Cerca de duas semanas antes da quebra da Bolsa em 19 de outubro de 1987, Trump gastou US$ 29 milhões em um iate de 85 metros. Meses depois ele comprou o Plaza Hotel por US$ 407 milhões. Ele registrou US$ 42,2 milhões em prejuízos de empresas principais em 1987 e US$ 30,4 milhões em 1988.
Em 1989, Trump comprou um negócio de ponte-aérea da Eastern Airlines por US$ 365 milhões. Ele nunca deu lucro, e Trump logo bombearia mais de US$ 7 milhões por mês para mantê-lo operacional, segundo reguladores de cassinos de Nova Jersey.
Os prejuízos empresariais de Trump naquele ano chegaram a US$ 181,7 milhões.
Então veio o Trump Taj Mahal Hotel e Casino, inaugurado em abril de 1990 com mais de US$ 800 milhões em dívidas, a maior parte com taxas de juros muito elevadas. Ele não gerava receitas suficientes para cobrir a dívida, e sugava receitas de outros cassinos, o Trump's Castle e o Trump Plaza, mergulhando-os no vermelho profundo.

TRECHOS DOS DADOS.

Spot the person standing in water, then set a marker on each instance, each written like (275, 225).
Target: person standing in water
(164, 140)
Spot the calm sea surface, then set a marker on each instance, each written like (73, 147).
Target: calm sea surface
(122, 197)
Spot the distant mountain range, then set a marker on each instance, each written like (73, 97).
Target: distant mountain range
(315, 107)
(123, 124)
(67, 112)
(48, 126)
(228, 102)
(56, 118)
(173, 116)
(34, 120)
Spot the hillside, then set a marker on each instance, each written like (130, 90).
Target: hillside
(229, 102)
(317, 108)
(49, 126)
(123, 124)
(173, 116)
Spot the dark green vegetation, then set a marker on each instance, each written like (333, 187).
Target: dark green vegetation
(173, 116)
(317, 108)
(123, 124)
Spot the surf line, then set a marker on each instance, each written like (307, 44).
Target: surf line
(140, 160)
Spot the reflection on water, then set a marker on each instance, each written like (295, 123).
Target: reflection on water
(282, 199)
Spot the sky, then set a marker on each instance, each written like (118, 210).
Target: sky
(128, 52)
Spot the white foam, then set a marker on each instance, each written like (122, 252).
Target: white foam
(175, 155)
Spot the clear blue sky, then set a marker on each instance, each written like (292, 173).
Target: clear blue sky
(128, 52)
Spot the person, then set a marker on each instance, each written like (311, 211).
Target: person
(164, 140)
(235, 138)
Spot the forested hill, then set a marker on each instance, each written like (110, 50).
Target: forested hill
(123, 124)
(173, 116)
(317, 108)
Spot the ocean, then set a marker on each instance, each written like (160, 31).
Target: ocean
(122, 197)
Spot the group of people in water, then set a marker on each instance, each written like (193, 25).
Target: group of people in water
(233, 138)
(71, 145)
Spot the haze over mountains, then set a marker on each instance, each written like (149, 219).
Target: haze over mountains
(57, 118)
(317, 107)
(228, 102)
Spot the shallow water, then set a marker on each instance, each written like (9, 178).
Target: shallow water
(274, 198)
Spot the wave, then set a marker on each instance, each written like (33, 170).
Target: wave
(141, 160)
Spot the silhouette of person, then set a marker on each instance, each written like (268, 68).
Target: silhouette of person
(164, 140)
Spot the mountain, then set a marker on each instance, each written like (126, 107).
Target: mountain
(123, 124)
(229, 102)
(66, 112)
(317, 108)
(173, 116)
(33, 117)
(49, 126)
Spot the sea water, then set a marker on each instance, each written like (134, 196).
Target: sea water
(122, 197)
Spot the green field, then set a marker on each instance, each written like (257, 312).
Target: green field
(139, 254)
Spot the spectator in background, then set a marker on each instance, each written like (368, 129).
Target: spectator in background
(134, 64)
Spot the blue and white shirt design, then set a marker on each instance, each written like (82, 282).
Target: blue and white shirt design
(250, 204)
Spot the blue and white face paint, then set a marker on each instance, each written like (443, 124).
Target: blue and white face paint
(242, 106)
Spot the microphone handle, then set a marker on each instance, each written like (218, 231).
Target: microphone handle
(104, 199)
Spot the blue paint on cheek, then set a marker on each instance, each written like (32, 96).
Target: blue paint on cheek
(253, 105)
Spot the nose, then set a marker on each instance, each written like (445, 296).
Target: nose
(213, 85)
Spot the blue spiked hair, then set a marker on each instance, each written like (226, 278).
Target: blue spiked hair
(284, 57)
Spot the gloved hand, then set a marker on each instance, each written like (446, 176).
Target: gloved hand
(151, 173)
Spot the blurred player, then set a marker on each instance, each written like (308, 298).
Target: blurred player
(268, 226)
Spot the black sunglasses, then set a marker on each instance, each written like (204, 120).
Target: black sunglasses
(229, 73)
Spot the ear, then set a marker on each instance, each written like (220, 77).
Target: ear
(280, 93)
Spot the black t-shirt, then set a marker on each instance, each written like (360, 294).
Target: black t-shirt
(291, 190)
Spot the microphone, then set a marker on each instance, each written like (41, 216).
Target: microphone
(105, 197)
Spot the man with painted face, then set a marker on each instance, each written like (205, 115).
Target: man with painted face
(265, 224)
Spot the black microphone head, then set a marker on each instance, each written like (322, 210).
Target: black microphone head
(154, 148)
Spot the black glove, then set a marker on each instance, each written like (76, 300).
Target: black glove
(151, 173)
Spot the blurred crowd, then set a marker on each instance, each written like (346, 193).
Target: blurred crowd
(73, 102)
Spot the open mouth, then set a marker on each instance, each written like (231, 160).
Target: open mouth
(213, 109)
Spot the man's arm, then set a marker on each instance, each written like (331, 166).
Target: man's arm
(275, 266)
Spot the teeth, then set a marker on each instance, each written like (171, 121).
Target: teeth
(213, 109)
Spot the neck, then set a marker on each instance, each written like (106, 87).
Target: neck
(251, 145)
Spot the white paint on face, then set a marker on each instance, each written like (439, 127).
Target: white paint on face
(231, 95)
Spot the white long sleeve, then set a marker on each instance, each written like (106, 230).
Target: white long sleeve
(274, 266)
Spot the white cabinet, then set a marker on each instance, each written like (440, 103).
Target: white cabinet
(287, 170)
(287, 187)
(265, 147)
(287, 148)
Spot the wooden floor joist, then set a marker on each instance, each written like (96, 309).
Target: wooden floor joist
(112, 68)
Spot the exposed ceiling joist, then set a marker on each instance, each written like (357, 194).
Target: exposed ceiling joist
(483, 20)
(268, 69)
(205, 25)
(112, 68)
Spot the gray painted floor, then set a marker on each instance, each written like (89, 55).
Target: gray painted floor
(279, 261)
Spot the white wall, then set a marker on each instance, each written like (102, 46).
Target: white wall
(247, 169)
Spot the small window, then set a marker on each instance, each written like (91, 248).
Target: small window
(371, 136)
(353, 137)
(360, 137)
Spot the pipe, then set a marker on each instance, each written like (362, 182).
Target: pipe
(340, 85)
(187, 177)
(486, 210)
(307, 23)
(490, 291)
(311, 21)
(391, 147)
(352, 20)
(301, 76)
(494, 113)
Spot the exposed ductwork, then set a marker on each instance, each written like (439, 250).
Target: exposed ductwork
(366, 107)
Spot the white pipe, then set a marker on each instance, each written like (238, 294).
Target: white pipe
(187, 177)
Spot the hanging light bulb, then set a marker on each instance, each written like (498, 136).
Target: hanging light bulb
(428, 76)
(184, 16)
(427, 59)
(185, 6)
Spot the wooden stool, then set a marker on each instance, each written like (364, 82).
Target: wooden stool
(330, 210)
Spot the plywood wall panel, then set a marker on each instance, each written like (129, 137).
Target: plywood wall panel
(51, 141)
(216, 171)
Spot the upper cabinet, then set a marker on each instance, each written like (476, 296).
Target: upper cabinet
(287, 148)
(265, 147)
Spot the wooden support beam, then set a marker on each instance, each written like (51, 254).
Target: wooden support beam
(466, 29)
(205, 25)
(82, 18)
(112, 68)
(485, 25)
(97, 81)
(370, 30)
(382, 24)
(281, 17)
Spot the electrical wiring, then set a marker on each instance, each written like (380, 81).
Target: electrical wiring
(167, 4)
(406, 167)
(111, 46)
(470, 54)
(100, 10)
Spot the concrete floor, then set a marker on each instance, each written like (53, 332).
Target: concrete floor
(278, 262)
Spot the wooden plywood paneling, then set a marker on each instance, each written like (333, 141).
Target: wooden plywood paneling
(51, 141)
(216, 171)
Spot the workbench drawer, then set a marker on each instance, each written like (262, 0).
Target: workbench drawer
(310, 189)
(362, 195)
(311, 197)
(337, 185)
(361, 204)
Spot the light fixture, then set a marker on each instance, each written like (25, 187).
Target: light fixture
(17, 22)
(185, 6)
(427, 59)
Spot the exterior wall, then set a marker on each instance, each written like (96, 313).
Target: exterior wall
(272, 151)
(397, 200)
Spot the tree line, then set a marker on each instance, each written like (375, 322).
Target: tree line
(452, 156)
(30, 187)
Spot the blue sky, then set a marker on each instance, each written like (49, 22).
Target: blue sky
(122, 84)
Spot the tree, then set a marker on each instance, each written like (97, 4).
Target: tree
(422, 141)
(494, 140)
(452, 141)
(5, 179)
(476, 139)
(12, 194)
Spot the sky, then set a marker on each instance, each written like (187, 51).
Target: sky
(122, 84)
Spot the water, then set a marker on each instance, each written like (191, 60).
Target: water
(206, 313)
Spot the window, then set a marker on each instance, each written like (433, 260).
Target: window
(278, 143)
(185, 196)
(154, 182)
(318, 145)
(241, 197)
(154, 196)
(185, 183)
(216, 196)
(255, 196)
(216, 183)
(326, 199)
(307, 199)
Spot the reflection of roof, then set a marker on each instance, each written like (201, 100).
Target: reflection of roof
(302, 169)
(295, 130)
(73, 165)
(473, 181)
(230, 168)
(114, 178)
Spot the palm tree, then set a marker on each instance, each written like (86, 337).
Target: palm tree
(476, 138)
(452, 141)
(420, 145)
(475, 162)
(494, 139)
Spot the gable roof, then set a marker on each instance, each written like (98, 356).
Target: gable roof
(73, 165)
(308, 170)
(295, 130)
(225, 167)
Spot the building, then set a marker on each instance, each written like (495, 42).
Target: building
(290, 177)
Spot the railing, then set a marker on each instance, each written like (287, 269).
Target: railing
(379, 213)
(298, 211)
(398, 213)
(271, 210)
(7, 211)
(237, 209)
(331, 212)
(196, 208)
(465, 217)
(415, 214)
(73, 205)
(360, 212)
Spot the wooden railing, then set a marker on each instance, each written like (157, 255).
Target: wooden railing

--

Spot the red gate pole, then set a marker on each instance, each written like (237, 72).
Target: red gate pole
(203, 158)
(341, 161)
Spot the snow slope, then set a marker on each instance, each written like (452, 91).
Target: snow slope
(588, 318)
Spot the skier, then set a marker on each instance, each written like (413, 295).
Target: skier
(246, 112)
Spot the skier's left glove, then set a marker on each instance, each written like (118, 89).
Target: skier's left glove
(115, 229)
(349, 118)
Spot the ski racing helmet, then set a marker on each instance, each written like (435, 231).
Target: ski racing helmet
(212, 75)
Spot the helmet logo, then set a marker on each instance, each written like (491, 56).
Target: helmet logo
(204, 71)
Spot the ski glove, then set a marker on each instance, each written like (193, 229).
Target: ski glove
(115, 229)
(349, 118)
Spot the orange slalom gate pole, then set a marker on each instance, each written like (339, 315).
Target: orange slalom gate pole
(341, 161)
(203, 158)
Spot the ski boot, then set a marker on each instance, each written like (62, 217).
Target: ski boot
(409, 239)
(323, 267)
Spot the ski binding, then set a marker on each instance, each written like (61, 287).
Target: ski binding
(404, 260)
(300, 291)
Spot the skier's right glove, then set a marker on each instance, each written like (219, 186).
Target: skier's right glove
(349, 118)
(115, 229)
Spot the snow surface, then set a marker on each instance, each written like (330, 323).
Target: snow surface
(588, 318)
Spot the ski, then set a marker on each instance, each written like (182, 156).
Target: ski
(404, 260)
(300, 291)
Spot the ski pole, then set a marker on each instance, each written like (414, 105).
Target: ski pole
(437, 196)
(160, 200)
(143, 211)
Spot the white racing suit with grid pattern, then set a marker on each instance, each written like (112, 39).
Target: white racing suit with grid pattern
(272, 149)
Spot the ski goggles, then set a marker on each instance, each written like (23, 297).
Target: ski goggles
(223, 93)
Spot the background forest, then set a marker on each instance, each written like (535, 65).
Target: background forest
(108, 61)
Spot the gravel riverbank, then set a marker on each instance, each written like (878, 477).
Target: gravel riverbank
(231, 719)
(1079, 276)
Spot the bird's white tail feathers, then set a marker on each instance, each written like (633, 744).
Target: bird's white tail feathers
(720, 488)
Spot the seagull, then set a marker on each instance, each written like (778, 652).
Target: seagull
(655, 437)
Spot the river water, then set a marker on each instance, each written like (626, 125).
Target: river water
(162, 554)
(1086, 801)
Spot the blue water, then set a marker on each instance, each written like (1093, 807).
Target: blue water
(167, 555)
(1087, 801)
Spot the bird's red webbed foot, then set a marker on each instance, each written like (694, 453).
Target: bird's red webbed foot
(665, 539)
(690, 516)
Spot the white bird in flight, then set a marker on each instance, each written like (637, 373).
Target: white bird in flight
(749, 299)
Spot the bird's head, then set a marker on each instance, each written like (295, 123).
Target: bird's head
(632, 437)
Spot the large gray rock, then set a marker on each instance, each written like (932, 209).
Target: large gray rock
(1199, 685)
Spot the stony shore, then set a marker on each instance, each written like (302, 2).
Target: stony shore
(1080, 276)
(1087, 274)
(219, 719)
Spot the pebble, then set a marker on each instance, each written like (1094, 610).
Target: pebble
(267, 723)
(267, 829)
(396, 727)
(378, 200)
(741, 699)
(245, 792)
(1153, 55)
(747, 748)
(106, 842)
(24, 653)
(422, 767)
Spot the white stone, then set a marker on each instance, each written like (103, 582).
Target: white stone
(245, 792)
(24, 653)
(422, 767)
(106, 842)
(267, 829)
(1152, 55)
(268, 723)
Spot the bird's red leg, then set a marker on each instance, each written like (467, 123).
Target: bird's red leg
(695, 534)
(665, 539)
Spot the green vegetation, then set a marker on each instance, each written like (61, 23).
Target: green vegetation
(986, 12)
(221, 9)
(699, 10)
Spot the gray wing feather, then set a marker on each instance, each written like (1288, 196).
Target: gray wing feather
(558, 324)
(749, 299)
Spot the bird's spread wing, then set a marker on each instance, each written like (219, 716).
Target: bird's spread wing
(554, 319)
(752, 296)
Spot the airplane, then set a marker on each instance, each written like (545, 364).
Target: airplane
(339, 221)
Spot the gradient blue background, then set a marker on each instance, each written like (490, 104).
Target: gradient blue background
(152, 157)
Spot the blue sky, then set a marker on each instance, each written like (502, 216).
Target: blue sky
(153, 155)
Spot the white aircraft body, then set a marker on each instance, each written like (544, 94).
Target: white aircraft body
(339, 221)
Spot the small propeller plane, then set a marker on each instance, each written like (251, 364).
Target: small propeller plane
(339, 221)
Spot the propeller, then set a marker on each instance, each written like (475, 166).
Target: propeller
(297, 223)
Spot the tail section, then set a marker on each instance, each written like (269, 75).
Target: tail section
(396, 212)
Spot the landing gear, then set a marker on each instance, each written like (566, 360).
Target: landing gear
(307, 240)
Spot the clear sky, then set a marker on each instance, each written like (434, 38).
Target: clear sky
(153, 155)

INSTRUÇÕES DA TAREFA.
Liste todas as aquisições de Trump mencionadas no texto da página, com o valor pago por cada uma.

ÁREA DE RESPOSTA.
- Um iate de 85 metros: US$ 29 milhões
- O Plaza Hotel: US$ 407 milhões
- Um negócio de ponte-aérea da Eastern Airlines: US$ 365 milhões